• [TEXTO DE LEITURA]
************

Os avanços no conhecimento dos transtornos cognitivos e demências, a possibilidade de diagnóstico precoce e de tratamento dos quadros demenciais potencialmente reversíveis e/ou evitáveis e a perspectiva de tratamento para as demências degenerativas, exigem que o médico se informe e se prepare para o atendimento de pessoas com aqueles distúrbios; tal demanda reforça-se pelo crescente interesse das pessoas leigas, cada vez melhor informadas no assunto. Ambulatórios multidisciplinares especializados para o atendimento desses pacientes podem ser encontrados em ambientes universitários1-4. Distúrbios cognitivos e comportamentais podem ocorrer como parte do envelhecimento fisiológico, como sintomas de diversas doenças neurológicas e sistêmicas ou como sintomas de síndromes demenciais5-7. Perdas cognitivas e demências são transtornos neurológicos freqüentes na senescência. Como conseqüência do envelhecimento populacional nos países desenvolvidos e nos em desenvolvimento, incluso o nosso, é previsto o aumento progressivo da prevalência desses transtornos8,9. Entretanto, muitas pessoas com distúrbios cognitivos podem não consultar o médico por não se aperceberem de suas perdas ou por acharem, e também seus familiares, que elas são apenas conseqüência do seu envelhecimento normal. Mesmo quando as pessoas relatam sintomas cognitivos e apresentam perdas observáveis, sua demência pode não ser diagnosticada10,11. Em virtude da dificuldade e do custo elevado da investigação diagnóstica e do tratamento dos distúrbios cognitivos/ comportamentais e dos quadros demenciais, países desenvolvidos têm estabelecido diretrizes, a partir de estudos da prática clínica e do exame das pesquisas realizadas12-15.

Os objetivos desta pesquisa incluem: conhecer a freqüência dos transtornos cognitivos e demências na clínica privada do neurologista e outros especialistas que atendem mais freqüentemente esses distúrbios; conhecer as características desses distúrbios dentro de cada especialidade, nas diferentes regiões do país; obter informação sobre o nível de conhecimento e o interesse desses especialistas em relação à área de transtornos cognitivos e demências.

MÉTODO

O projeto foi aprovado pelo Comitê de Ética em Pesquisa do Hospital das Clínicas da Faculdade de Medicina de Ribeirão Preto.

A pesquisa consiste na aplicação de um questionário a ser respondido por neurologistas, psiquiatras, geriatras e clínicos gerais. No corpo do questionário, precedendo as perguntas, consta uma apresentação da natureza e objetivos da pesquisa. Os questionários não têm qualquer identificação pessoal do respondedor e por essa razão não é necessária nem possível a obtenção de consentimento assinado. O instrumento contém três tipos de informações: (1) dados 'demográficos', incluindo idade, sexo, tempo de profissão, especialidade e carga horária de trabalho; (2) auto-avaliação sobre formação, conhecimento e interesse na área de transtornos cognitivos e demências; (3) características das queixas e transtornos cognitivos e das demências, atendidas na clínica privada do especialista.

************

• [CONTEÚDO DOS REGISTROS]
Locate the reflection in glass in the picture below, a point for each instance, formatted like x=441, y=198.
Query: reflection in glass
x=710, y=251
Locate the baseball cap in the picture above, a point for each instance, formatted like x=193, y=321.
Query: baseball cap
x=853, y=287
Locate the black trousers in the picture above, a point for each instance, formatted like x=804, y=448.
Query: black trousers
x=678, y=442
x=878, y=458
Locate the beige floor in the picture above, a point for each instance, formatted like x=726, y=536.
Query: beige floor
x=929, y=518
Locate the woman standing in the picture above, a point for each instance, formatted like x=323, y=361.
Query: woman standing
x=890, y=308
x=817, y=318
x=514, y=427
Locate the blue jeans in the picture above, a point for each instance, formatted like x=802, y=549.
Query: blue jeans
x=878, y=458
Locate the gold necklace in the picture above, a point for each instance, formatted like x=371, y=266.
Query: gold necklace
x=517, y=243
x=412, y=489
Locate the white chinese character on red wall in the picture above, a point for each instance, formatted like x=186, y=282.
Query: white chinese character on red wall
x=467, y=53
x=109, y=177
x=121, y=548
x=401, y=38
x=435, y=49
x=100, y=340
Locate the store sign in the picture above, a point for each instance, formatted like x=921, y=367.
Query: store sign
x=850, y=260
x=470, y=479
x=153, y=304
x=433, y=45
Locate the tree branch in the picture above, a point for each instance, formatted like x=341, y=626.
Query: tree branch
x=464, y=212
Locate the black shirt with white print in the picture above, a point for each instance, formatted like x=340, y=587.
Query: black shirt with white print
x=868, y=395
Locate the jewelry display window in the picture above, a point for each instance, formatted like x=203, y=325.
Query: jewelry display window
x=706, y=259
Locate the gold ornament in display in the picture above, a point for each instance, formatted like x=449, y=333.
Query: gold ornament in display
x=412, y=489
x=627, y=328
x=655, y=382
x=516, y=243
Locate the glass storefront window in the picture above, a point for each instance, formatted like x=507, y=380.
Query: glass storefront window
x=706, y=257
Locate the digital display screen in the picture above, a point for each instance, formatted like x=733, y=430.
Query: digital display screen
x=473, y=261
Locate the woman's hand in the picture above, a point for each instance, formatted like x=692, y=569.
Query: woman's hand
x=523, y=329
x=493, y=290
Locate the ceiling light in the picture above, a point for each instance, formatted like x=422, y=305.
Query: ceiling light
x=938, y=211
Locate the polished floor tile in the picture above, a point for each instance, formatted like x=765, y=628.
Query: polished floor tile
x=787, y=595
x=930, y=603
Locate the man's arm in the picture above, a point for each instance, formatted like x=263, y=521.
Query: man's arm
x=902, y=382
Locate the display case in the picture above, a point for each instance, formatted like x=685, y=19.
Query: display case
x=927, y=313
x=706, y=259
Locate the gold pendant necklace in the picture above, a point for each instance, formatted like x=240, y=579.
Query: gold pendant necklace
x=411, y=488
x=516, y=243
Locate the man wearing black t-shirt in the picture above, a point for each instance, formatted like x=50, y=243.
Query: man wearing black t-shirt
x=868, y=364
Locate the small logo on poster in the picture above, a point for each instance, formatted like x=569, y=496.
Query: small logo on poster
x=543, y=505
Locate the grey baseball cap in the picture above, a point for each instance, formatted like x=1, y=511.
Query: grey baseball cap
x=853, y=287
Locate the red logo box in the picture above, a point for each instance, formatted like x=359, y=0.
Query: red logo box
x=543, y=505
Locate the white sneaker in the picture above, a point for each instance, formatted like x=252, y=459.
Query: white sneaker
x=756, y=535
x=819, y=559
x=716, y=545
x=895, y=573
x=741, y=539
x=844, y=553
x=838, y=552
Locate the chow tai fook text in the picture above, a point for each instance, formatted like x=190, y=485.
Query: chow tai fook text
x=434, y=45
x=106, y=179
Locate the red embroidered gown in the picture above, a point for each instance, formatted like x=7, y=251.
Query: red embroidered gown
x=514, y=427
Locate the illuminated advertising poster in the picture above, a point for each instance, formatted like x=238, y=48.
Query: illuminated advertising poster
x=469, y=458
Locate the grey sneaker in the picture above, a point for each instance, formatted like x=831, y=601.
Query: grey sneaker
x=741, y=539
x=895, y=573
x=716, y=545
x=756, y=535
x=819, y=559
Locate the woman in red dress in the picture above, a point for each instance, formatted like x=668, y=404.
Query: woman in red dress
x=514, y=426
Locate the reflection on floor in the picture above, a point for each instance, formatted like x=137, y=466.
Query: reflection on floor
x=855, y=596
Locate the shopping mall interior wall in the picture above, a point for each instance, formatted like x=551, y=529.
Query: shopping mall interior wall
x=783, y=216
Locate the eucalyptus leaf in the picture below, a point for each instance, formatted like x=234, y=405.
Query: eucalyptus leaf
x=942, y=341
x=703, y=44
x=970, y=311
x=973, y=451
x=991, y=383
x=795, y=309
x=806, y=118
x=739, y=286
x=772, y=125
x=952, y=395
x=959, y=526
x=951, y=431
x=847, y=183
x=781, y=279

************

• [OBJETIVO DO EXERCÍCIO] No texto sobre transtornos cognitivos e demências, quais especialistas devem responder ao questionário da pesquisa?

• [RESPOSTA DA TAREFA] Neurologistas, psiquiatras, geriatras e clínicos gerais.